■ Aufgaben:
A - Für welche Unternehmen soll der Gesetzentwurf laut dem Auszug über den Gesetzentwurf 5371 ein Höchstmaß an Flexibilität und Deregulierung einführen?
B - Setze den Auszug über den Gesetzentwurf 5371 im Anschluss an seinen letzten Satz fort.

■ Quellenauszug:
Es wurde vor zwei Jahren vom Office of Simple Decisions and Results (Büro für einfache Entscheidungen und Ergebnisse) ausgearbeitet, einer NRO, die von Micheil Saakaschwili unter Beteiligung von USAID und Unternehmern gegründet wurde, um die ukrainische Regierung bei der Gesetzgebung zu beraten. Der Kerngedanke des Gesetzentwurfs ist die Einführung eines Höchstmaßes an Flexibilität und Deregulierung für kleine und mittlere Unternehmen (bis zu 250 Beschäftigte). Dem Gesetzentwurf zufolge sollen die Arbeitsbedingungen und das Entgelt eines jeden Lohnabhängigen durch seinen individuellen Arbeitsvertrag festgelegt werden. Ein Vertrag, den der Unternehmer auf einfache Art und Weise kündigen kann.

«Die Unternehmer werden alles in diese Verträge schreiben können», sagt Vitaliy Dudin. «Sie können sich zum Beispiel ihr Recht sichern, einen Lohnabhängigen an einem freien Tag zur Arbeit zu rufen. Sie können auch Gründe für eine fristlose Entlassung enthalten, und ich möchte mir nicht ausmalen, was sie sonst noch enthalten werden. Ein feindseliger Blick? Ein Verstoß gegen die Kleiderordnung? Denn nein, mit dem Gesetzentwurf 5371 ist alles möglich».

■ Datenzeilen:

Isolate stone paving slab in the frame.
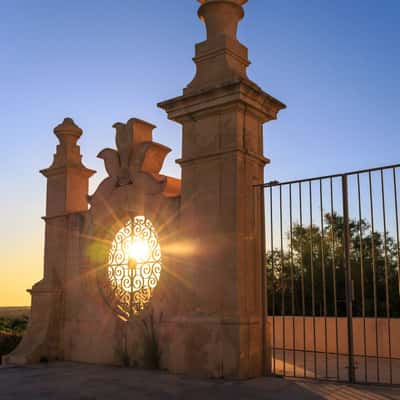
[0,363,400,400]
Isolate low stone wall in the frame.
[267,316,400,359]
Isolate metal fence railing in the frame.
[260,164,400,384]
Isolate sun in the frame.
[127,238,150,263]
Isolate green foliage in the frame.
[0,316,28,358]
[266,214,400,317]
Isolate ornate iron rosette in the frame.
[102,216,162,320]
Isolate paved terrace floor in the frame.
[0,363,400,400]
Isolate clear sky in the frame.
[0,0,400,306]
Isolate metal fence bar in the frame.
[381,170,393,383]
[319,179,328,378]
[269,187,276,374]
[289,185,296,377]
[368,171,381,383]
[308,181,317,378]
[257,164,400,383]
[393,168,400,295]
[329,178,340,380]
[256,187,268,376]
[342,175,355,383]
[279,186,286,375]
[357,174,368,382]
[299,182,307,378]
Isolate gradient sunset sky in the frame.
[0,0,400,306]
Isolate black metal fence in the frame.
[261,164,400,383]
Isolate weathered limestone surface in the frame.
[159,0,284,378]
[5,0,284,379]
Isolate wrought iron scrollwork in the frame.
[103,216,162,320]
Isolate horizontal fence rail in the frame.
[259,164,400,384]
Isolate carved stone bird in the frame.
[89,149,121,207]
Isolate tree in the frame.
[266,213,400,317]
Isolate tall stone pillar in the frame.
[4,118,95,364]
[159,0,285,378]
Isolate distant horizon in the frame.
[0,0,400,307]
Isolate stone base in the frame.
[2,281,62,365]
[160,316,263,379]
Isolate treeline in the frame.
[266,214,400,317]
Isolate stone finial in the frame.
[42,118,90,173]
[54,117,83,143]
[198,0,247,40]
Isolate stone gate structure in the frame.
[5,0,285,378]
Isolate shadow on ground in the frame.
[0,363,400,400]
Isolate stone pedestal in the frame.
[4,118,95,364]
[159,0,285,378]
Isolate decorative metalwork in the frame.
[103,216,162,320]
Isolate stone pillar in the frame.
[159,0,285,378]
[4,118,95,364]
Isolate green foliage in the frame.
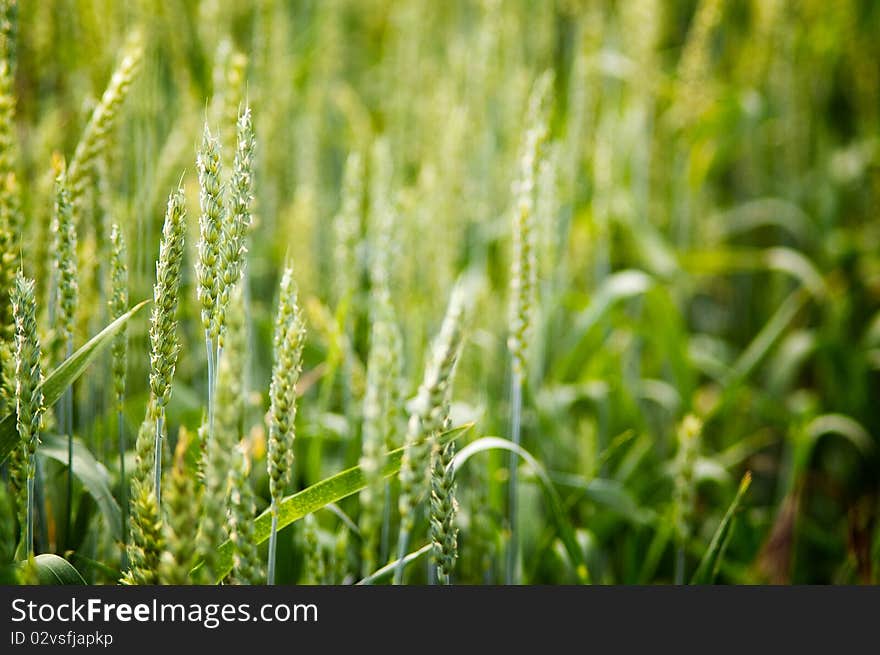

■ Antworten pro Aufgabe:
A - Für kleine und mittlere Unternehmen mit bis zu 250 Beschäftigten.

B -
Der Arbeitsrechtsexperte erwartet, dass große Unternehmen künstlich in kleinere Einheiten von 250 Mitarbeitern aufgeteilt werden, damit auch die größten und stärksten Unternehmen maximale Flexibilität nutzen können. Er hat keinen Zweifel daran, dass ukrainische Unternehmen jede Gelegenheit nutzen, um ihre Position zu stärken. «Mit diesen Gesetzen wird das bestehende Kräfte-Ungleichgewicht zwischen Unternehmern und Arbeitern weiter verschlechtert», resümiert er und fügt hinzu, dass bereits vor dem Krieg ein sehr ungünstiges Kräfteverhältnis herrschte. Nicht nur wegen der Logik des kapitalistischen Verhältnisses zwischen Arbeit und Kapital, in dem die Lohnabhängigen immer die schwächere Seite sind. Dies ist auch darauf zurückzuführen, dass es in der Ukraine keine staatliche Einrichtung gibt, die sich speziell mit der Verteidigung der Arbeiterrechte befasst. Arbeitsmarktfragen fallen in den Zuständigkeitsbereich des Wirtschaftsministeriums, und dasselbe Ministerium soll sich für das «Unternehmertum» und die Rechte der Unternehmer einsetzen.

Sotsialny Rukh hat eine schwarze Liste ukrainischer Unternehmen erstellt, die bereits von den Möglichkeiten des Gesetzentwurfs 2136 Gebrauch gemacht haben: Aussetzung von Arbeitsverträgen, Entlassungen oder Verzicht auf einen Teil des Tarifvertrags. Dazu gehört auch ArcelorMittal Kryvyy Rih, ein weiterer Stahlriese. Die Aktivisten stellen die schwarze Liste anhand von Informationen zusammen, die in den Medien veröffentlicht wurden und/oder von den Lohnahängigen selbst stammen. Und sie sind sich ziemlich sicher, dass die Liste unvollständig ist.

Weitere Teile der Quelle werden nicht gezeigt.